• Stated problem
Your task is to reproduce the entries below word for word.

• Records provided
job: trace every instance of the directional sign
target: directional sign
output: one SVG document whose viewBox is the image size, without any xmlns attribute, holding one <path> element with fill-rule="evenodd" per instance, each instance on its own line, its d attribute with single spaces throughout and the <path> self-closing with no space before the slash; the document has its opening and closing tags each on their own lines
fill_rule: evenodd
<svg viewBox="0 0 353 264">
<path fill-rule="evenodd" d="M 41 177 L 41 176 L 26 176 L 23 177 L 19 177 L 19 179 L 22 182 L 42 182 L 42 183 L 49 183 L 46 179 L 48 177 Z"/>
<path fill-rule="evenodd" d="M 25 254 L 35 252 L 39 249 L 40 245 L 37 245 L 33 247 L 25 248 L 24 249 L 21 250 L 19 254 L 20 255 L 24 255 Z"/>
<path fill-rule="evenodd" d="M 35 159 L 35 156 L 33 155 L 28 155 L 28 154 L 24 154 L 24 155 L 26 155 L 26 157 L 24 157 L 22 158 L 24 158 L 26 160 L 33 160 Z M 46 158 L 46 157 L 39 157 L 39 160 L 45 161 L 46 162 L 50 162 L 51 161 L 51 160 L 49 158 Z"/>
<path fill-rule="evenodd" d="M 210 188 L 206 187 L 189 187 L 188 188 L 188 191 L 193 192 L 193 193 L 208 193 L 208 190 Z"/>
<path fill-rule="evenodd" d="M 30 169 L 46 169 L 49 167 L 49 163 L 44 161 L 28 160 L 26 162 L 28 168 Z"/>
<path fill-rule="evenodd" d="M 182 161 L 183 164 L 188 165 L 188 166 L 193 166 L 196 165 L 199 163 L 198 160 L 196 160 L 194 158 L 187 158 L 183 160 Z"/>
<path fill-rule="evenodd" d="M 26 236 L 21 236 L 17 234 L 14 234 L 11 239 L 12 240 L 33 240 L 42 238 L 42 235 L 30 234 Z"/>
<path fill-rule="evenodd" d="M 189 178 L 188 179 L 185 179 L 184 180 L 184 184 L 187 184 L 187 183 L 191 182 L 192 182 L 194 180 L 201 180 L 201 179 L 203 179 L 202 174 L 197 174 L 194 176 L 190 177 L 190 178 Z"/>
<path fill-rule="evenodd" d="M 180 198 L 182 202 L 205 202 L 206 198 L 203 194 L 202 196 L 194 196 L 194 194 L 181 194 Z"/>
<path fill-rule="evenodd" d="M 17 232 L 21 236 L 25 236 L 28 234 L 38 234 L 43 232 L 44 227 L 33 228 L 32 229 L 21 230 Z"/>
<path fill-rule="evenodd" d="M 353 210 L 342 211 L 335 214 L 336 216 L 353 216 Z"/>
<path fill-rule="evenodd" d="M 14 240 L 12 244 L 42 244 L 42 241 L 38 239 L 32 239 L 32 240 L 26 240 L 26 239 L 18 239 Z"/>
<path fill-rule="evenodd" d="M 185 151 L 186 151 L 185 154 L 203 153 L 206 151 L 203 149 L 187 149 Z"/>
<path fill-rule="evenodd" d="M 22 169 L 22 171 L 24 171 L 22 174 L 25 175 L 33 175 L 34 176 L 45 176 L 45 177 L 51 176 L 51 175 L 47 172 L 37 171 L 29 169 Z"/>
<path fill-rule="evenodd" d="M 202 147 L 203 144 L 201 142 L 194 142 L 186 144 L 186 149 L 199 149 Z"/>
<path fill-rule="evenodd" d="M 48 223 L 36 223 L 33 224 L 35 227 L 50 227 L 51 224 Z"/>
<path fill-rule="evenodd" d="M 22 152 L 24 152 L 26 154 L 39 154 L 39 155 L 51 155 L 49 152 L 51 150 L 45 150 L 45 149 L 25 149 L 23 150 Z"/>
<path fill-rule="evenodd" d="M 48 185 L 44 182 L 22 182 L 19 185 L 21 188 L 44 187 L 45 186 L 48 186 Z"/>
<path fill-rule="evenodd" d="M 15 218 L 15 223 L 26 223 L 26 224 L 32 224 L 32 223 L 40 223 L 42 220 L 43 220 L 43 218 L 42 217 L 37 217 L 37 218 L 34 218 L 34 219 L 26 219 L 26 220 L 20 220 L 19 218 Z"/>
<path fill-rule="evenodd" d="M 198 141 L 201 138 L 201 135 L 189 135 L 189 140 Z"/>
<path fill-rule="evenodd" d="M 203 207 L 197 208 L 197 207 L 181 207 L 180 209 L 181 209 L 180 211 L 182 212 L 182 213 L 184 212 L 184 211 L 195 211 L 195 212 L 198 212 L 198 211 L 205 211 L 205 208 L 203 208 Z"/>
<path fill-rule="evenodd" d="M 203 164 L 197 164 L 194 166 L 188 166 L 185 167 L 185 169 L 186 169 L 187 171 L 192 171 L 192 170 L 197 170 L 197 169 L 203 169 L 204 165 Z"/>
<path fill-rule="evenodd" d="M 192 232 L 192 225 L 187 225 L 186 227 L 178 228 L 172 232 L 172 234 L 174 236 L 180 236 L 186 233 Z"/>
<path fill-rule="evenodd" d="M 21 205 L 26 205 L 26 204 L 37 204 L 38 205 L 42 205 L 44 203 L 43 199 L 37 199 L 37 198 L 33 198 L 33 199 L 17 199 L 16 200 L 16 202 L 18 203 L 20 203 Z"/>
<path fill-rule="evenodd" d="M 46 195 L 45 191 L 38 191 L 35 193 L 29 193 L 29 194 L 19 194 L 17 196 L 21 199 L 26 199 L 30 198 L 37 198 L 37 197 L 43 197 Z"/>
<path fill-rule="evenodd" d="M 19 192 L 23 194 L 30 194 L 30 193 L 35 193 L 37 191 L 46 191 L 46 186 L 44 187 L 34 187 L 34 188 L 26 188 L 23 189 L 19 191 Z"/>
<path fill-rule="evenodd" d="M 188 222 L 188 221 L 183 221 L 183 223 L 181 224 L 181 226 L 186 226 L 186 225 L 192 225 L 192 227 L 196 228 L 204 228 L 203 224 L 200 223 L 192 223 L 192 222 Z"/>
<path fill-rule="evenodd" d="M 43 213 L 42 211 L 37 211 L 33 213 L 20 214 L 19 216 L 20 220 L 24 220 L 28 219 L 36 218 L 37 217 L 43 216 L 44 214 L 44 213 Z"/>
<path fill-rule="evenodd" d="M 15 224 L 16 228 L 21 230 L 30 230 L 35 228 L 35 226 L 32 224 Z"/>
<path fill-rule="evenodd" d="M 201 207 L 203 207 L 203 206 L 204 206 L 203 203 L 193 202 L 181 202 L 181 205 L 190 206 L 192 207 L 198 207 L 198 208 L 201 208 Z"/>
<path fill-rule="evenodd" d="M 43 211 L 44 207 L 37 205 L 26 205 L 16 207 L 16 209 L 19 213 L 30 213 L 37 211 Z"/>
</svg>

• Full solution
job: trace every instance of the directional sign
target: directional sign
output: one SVG document whose viewBox is the image size, without any xmlns attribute, holding one <path> element with fill-rule="evenodd" per instance, each instance on its own line, its d attribute with single spaces throughout and the <path> self-closing with no space before the slash; the document has its opening and closing tags each on their own lines
fill_rule: evenodd
<svg viewBox="0 0 353 264">
<path fill-rule="evenodd" d="M 41 177 L 41 176 L 26 176 L 23 177 L 19 177 L 19 179 L 22 182 L 42 182 L 42 183 L 49 183 L 46 179 L 48 177 Z"/>
<path fill-rule="evenodd" d="M 25 254 L 35 252 L 39 249 L 40 245 L 37 245 L 33 247 L 25 248 L 24 249 L 21 250 L 19 254 L 20 255 L 24 255 Z"/>
<path fill-rule="evenodd" d="M 35 159 L 35 156 L 33 155 L 28 155 L 28 154 L 24 154 L 24 155 L 26 155 L 26 157 L 24 157 L 22 158 L 24 158 L 26 160 L 33 160 Z M 46 158 L 46 157 L 39 157 L 39 160 L 45 161 L 46 162 L 50 162 L 51 161 L 51 160 L 49 158 Z"/>
<path fill-rule="evenodd" d="M 210 188 L 206 187 L 189 187 L 188 188 L 188 191 L 193 192 L 193 193 L 208 193 L 208 190 Z"/>
<path fill-rule="evenodd" d="M 30 169 L 46 169 L 49 167 L 49 163 L 44 161 L 28 160 L 26 162 L 28 168 Z"/>
<path fill-rule="evenodd" d="M 182 161 L 183 164 L 188 165 L 188 166 L 193 166 L 196 165 L 199 163 L 198 160 L 196 160 L 194 158 L 187 158 L 183 160 Z"/>
<path fill-rule="evenodd" d="M 26 236 L 21 236 L 17 234 L 14 234 L 11 239 L 12 240 L 33 240 L 42 238 L 42 235 L 30 234 Z"/>
<path fill-rule="evenodd" d="M 189 178 L 188 179 L 185 179 L 184 180 L 184 184 L 187 184 L 187 183 L 191 182 L 192 182 L 194 180 L 201 180 L 201 179 L 203 179 L 202 174 L 197 174 L 194 176 L 190 177 L 190 178 Z"/>
<path fill-rule="evenodd" d="M 180 198 L 182 202 L 205 202 L 206 198 L 203 194 L 202 196 L 194 196 L 194 194 L 181 194 Z"/>
<path fill-rule="evenodd" d="M 17 232 L 21 236 L 25 236 L 28 234 L 38 234 L 43 232 L 44 227 L 33 228 L 32 229 L 21 230 Z"/>
<path fill-rule="evenodd" d="M 353 210 L 342 211 L 335 214 L 336 216 L 353 216 Z"/>
<path fill-rule="evenodd" d="M 14 240 L 12 244 L 42 244 L 42 241 L 38 239 L 32 239 L 32 240 L 26 240 L 26 239 L 18 239 Z"/>
<path fill-rule="evenodd" d="M 185 151 L 186 151 L 185 154 L 203 153 L 206 151 L 203 149 L 187 149 Z"/>
<path fill-rule="evenodd" d="M 22 169 L 22 171 L 24 171 L 22 174 L 25 175 L 33 175 L 34 176 L 45 176 L 45 177 L 51 176 L 51 175 L 47 172 L 37 171 L 29 169 Z"/>
<path fill-rule="evenodd" d="M 202 147 L 203 144 L 201 142 L 194 142 L 186 144 L 186 149 L 199 149 Z"/>
<path fill-rule="evenodd" d="M 48 223 L 36 223 L 33 224 L 35 227 L 50 227 L 51 224 Z"/>
<path fill-rule="evenodd" d="M 22 152 L 24 152 L 26 154 L 39 154 L 39 155 L 51 155 L 49 152 L 51 150 L 45 150 L 45 149 L 25 149 L 23 150 Z"/>
<path fill-rule="evenodd" d="M 48 185 L 44 182 L 22 182 L 19 185 L 21 188 L 44 187 L 45 186 L 48 186 Z"/>
<path fill-rule="evenodd" d="M 15 218 L 15 223 L 26 223 L 26 224 L 32 224 L 32 223 L 40 223 L 42 220 L 43 220 L 43 218 L 42 217 L 37 217 L 37 218 L 34 218 L 34 219 L 26 219 L 26 220 L 20 220 L 19 218 Z"/>
<path fill-rule="evenodd" d="M 198 141 L 201 138 L 201 135 L 189 135 L 189 140 Z"/>
<path fill-rule="evenodd" d="M 203 207 L 197 208 L 197 207 L 181 207 L 180 209 L 181 209 L 180 211 L 182 212 L 182 213 L 184 212 L 184 211 L 195 211 L 195 212 L 198 212 L 198 211 L 205 211 L 205 208 L 203 208 Z"/>
<path fill-rule="evenodd" d="M 203 164 L 197 164 L 194 166 L 188 166 L 185 167 L 185 169 L 186 169 L 187 171 L 192 171 L 192 170 L 197 170 L 197 169 L 203 169 L 204 165 Z"/>
<path fill-rule="evenodd" d="M 192 232 L 192 225 L 187 225 L 186 227 L 178 228 L 172 232 L 172 234 L 174 236 L 180 236 L 186 233 Z"/>
<path fill-rule="evenodd" d="M 21 205 L 26 205 L 26 204 L 37 204 L 38 205 L 42 205 L 44 203 L 43 199 L 37 199 L 37 198 L 33 198 L 33 199 L 17 199 L 16 200 L 16 202 L 18 203 L 20 203 Z"/>
<path fill-rule="evenodd" d="M 46 195 L 45 191 L 38 191 L 35 193 L 29 193 L 29 194 L 19 194 L 17 196 L 21 199 L 26 199 L 30 198 L 37 198 L 37 197 L 43 197 Z"/>
<path fill-rule="evenodd" d="M 19 192 L 23 194 L 30 194 L 30 193 L 35 193 L 37 191 L 46 191 L 46 186 L 44 187 L 34 187 L 34 188 L 26 188 L 23 189 L 19 191 Z"/>
<path fill-rule="evenodd" d="M 188 222 L 188 221 L 183 221 L 183 223 L 181 224 L 181 226 L 186 226 L 186 225 L 192 225 L 192 227 L 196 228 L 204 228 L 203 224 L 200 223 L 192 223 L 192 222 Z"/>
<path fill-rule="evenodd" d="M 43 213 L 42 211 L 37 211 L 33 213 L 20 214 L 19 216 L 20 220 L 24 220 L 28 219 L 36 218 L 37 217 L 43 216 L 44 214 L 44 213 Z"/>
<path fill-rule="evenodd" d="M 15 224 L 16 228 L 21 230 L 30 230 L 35 228 L 35 226 L 32 224 Z"/>
<path fill-rule="evenodd" d="M 201 207 L 203 207 L 203 206 L 204 206 L 203 203 L 193 202 L 181 202 L 181 205 L 190 206 L 192 207 L 198 207 L 198 208 L 201 208 Z"/>
<path fill-rule="evenodd" d="M 43 211 L 44 207 L 37 205 L 26 205 L 16 207 L 16 209 L 19 213 L 30 213 L 37 211 Z"/>
</svg>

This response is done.